What the task asks
Which of the lines below contain the string "tree"? Copy each one.

Material provided
##############################
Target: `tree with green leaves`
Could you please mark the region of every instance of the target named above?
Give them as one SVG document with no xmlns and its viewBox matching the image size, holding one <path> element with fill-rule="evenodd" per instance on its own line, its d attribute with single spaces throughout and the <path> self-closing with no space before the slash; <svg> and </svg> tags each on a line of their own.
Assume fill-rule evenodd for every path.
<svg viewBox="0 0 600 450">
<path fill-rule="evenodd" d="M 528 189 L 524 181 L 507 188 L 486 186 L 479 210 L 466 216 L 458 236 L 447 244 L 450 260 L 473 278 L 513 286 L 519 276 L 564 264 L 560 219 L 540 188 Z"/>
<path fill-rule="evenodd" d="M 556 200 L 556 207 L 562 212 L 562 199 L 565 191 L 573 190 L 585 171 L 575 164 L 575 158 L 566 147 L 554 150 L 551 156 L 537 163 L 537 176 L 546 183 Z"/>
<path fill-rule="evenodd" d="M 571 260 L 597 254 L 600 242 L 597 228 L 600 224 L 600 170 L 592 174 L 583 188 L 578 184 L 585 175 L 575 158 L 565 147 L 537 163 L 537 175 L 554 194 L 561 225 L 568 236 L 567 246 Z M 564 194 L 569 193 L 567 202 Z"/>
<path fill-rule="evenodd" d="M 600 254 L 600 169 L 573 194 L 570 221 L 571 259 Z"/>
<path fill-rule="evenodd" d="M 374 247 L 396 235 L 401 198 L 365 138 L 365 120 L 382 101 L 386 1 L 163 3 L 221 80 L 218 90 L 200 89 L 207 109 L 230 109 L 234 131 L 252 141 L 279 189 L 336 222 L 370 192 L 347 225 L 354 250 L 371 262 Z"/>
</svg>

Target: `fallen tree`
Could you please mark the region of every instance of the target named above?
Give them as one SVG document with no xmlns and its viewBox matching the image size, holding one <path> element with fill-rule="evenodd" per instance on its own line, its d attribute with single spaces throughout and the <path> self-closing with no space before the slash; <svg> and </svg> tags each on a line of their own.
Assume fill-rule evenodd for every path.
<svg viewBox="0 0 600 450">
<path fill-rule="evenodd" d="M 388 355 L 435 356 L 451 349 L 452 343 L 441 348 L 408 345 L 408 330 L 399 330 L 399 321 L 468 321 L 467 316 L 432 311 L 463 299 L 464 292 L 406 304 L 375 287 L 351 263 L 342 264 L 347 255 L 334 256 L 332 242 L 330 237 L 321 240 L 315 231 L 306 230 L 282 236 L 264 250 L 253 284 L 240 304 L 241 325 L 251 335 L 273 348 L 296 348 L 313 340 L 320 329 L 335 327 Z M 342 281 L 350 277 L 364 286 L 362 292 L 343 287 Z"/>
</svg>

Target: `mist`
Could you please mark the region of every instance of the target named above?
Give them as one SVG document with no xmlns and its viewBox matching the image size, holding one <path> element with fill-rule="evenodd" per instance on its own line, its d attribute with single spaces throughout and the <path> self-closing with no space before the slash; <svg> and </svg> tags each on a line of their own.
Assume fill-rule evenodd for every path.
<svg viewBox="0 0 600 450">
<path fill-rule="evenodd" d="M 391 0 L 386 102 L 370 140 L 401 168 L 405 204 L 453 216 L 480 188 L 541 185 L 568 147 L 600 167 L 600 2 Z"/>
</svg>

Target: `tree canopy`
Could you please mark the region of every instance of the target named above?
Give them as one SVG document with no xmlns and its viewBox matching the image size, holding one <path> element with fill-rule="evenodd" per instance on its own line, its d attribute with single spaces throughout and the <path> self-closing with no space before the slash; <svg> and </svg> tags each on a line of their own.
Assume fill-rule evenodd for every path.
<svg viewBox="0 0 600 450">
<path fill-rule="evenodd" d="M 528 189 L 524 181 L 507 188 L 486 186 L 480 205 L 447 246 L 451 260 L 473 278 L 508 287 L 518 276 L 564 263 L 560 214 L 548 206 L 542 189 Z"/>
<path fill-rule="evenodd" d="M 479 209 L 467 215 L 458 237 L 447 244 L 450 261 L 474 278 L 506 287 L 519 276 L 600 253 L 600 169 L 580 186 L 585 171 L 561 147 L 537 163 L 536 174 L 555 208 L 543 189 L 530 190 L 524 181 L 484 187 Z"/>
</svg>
##############################
Solution to this problem
Target: `tree with green leaves`
Target: `fallen tree`
Target: `tree canopy`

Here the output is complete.